### INPUT RECORDS

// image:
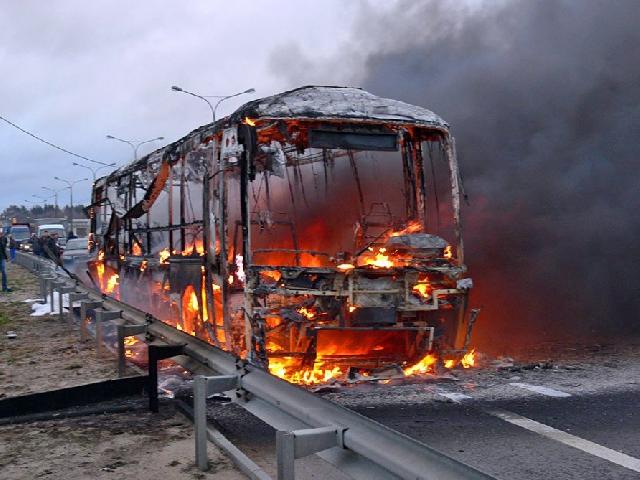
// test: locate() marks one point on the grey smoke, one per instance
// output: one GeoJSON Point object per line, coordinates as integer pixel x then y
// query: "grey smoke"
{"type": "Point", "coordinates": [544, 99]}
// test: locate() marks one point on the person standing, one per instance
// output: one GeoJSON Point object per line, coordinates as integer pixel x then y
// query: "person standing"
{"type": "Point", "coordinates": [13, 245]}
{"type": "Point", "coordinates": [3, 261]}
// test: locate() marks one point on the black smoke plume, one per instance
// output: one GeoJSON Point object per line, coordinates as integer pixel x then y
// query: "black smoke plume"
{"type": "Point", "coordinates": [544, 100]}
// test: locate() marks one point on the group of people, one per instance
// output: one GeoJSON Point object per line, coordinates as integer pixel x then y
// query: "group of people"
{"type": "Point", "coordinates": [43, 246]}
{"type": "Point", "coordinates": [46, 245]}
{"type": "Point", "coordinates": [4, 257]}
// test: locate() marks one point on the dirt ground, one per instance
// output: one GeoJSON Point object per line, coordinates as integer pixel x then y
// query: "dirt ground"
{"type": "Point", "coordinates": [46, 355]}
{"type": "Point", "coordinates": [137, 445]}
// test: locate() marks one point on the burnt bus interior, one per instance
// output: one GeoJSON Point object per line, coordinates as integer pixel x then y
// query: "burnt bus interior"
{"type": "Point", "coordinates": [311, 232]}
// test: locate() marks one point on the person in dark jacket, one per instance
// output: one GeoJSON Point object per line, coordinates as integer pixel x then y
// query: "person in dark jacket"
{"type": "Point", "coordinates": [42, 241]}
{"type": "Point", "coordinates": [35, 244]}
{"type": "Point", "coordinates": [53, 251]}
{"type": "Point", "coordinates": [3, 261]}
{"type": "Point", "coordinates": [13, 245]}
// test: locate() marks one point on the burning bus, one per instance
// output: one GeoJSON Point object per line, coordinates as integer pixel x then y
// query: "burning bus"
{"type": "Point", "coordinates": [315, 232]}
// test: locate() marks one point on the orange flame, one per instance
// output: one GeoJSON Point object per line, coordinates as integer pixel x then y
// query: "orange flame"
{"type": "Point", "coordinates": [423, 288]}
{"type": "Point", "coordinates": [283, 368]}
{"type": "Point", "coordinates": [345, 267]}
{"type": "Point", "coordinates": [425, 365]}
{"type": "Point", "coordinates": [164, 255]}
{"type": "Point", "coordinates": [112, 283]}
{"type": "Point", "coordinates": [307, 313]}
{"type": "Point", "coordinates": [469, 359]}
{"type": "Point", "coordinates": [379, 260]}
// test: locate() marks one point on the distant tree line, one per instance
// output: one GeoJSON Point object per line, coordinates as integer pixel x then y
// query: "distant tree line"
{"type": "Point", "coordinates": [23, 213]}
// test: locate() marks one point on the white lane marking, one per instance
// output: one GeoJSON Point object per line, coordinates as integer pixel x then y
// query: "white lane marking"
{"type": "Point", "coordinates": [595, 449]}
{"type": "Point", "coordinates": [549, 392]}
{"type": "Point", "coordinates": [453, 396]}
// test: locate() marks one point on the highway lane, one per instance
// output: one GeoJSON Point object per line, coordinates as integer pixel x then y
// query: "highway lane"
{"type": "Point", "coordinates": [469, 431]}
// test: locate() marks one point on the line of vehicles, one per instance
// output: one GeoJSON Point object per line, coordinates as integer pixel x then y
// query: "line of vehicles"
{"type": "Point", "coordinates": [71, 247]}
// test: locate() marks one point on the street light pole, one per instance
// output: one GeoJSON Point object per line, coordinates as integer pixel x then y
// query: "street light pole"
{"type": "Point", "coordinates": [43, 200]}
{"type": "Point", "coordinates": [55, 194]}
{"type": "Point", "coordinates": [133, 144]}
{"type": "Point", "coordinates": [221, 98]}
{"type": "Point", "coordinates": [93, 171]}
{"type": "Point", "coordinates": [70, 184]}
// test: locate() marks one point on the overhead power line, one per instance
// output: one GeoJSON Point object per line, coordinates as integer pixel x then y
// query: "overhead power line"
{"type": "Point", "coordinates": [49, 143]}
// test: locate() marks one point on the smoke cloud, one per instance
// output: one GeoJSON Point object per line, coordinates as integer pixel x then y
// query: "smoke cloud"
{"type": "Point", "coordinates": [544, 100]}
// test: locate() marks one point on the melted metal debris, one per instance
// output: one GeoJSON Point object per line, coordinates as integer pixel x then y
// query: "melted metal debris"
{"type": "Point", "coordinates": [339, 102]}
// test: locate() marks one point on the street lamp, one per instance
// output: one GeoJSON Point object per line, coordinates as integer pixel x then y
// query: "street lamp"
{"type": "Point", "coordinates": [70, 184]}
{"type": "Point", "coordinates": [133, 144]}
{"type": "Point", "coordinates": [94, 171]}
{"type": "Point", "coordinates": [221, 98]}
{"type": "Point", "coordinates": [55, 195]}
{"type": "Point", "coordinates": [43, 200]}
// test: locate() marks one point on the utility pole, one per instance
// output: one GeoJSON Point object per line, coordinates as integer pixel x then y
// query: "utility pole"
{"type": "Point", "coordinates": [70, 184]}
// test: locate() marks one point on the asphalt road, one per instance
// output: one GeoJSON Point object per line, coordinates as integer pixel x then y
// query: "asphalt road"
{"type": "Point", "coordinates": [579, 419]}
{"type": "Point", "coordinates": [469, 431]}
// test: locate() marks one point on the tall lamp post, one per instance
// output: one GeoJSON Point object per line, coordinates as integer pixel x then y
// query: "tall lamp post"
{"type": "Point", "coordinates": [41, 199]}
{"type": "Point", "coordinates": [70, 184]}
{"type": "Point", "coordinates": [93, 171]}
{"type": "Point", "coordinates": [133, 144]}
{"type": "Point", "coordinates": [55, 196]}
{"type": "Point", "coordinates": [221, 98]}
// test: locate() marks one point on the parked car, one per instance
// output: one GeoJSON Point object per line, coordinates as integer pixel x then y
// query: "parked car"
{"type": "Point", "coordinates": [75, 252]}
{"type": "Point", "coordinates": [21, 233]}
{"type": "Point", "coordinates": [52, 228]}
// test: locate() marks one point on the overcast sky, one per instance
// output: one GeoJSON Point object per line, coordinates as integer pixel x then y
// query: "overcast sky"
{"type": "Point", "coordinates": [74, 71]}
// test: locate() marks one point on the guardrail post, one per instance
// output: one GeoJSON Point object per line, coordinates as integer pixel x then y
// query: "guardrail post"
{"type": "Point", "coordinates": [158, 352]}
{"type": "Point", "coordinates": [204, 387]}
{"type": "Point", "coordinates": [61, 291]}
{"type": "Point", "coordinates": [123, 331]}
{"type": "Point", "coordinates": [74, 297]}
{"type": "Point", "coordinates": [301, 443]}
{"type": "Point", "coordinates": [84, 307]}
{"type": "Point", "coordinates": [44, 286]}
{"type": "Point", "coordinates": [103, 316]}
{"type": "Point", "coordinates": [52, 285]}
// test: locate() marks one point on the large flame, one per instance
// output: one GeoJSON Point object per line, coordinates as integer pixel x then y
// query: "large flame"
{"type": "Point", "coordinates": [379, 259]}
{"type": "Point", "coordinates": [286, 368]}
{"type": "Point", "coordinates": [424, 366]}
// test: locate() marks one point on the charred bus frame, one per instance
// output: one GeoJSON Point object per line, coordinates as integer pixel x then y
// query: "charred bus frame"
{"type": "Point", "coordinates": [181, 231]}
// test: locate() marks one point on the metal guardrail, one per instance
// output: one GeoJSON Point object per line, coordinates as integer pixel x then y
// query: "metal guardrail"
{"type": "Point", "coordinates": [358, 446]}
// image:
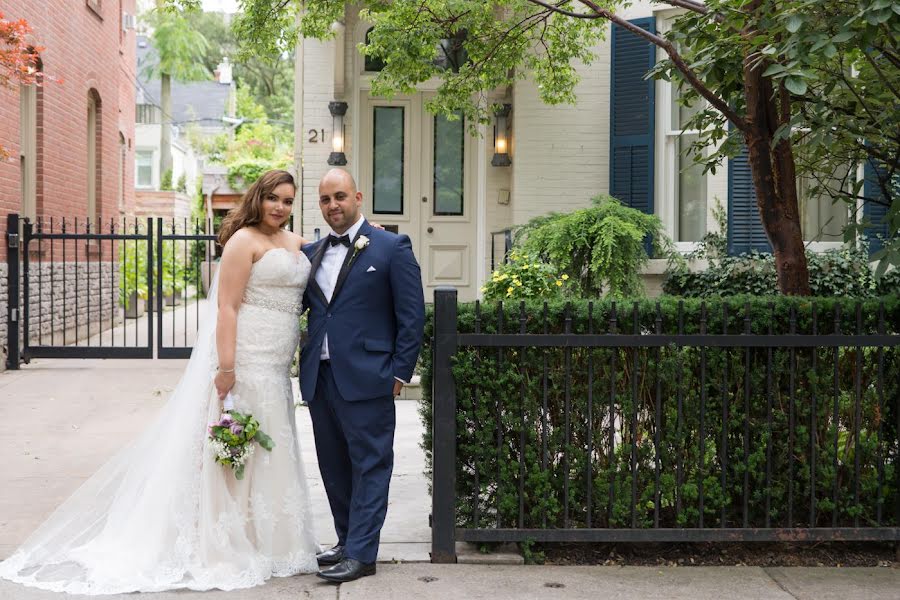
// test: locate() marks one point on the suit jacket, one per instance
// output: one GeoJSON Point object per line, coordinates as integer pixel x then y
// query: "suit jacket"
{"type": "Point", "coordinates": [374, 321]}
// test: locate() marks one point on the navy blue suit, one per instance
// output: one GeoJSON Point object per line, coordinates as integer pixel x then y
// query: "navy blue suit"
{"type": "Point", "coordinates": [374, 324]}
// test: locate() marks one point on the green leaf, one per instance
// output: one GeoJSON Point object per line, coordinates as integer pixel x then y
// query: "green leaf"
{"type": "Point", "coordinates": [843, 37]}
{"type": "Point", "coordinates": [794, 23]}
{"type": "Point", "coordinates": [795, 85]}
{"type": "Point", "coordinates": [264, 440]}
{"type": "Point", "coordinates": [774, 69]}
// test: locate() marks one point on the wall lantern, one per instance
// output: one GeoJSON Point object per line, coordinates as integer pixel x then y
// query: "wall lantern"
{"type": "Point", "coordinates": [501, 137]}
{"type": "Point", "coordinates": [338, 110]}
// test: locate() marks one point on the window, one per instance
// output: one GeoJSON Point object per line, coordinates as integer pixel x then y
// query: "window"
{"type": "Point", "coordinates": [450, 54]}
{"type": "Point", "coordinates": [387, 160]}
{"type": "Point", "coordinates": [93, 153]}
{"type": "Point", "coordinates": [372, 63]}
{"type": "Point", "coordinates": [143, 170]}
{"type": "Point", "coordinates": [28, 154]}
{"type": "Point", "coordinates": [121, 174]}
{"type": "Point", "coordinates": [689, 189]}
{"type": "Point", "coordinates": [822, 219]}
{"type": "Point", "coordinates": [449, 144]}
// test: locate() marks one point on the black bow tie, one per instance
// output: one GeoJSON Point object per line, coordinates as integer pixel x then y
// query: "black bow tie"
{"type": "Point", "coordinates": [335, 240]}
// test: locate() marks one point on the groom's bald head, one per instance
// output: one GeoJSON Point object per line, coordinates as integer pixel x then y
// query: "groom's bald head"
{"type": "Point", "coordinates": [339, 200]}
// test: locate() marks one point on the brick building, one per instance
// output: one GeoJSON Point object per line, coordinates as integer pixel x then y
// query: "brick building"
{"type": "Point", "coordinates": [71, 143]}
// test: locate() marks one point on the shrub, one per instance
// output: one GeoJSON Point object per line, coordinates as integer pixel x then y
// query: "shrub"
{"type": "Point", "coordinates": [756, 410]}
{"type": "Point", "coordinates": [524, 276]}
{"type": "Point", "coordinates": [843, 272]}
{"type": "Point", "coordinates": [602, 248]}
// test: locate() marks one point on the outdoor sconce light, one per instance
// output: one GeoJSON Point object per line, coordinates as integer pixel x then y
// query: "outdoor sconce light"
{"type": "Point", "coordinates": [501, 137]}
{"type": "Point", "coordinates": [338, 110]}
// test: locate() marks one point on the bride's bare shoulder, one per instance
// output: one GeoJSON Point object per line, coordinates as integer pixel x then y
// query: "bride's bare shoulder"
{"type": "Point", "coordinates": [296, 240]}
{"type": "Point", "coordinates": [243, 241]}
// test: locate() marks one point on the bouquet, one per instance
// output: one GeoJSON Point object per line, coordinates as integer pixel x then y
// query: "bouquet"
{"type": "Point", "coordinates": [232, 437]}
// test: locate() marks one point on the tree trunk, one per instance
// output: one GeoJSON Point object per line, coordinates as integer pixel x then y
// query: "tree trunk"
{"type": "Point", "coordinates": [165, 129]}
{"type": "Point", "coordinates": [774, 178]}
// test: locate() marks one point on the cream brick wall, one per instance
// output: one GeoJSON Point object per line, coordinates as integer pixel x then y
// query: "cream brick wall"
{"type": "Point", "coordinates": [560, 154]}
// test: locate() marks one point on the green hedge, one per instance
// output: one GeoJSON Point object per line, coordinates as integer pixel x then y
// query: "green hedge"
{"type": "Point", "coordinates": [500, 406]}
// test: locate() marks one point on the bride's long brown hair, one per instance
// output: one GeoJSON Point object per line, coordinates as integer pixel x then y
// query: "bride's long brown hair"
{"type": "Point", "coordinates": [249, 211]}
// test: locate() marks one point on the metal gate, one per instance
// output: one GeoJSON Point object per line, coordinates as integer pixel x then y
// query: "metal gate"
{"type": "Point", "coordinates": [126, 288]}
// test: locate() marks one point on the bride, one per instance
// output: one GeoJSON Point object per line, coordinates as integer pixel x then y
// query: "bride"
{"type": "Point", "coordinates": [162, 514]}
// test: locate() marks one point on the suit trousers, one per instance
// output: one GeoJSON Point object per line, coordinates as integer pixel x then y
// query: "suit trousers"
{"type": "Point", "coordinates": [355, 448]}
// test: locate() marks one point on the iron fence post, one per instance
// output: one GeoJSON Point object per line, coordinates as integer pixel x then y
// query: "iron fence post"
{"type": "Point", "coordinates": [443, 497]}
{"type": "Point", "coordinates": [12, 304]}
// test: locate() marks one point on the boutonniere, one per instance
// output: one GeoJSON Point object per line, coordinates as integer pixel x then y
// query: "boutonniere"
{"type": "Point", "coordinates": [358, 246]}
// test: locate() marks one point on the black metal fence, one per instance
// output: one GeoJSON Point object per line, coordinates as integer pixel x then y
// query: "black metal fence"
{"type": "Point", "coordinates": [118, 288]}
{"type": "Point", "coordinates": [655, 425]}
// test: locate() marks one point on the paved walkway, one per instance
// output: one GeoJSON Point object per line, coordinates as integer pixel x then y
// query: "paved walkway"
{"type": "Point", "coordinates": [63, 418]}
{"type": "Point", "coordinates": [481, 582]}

######

### [TASK TO CARRY OUT]
Could you give again exactly the lines from the line containing "trousers, one per instance" through the final line of the data above, and no others?

### [RESPONSE BELOW]
// test: locate() marks one point on the suit trousers, one per instance
// output: one GeoJSON Point object per line, coordinates as integer pixel x then y
// query: "suit trousers"
{"type": "Point", "coordinates": [355, 448]}
// test: locate() marks one point on the iron fence post, one per instance
// output: one GeoJSON Point object per line, coordinates as integer pixel x then y
// query: "iron fence post"
{"type": "Point", "coordinates": [443, 497]}
{"type": "Point", "coordinates": [12, 304]}
// test: locate() marks one point on the boutonniere, one per instance
// output: one GeoJSON Point object per line, coordinates as integer pixel x then y
// query: "boutonniere"
{"type": "Point", "coordinates": [358, 246]}
// test: locate() marks one point on the black metal fence, one per instance
// output: one GeoJSON Point object per line, coordinates as integer pixel x then y
// query: "black metal fence"
{"type": "Point", "coordinates": [118, 288]}
{"type": "Point", "coordinates": [655, 425]}
// test: locate() marks one point on the paved walkway, one per instance
// output: one GeoJSON Point object per line, coordinates as integer pixel x then y
// query: "paved walkway"
{"type": "Point", "coordinates": [63, 418]}
{"type": "Point", "coordinates": [481, 582]}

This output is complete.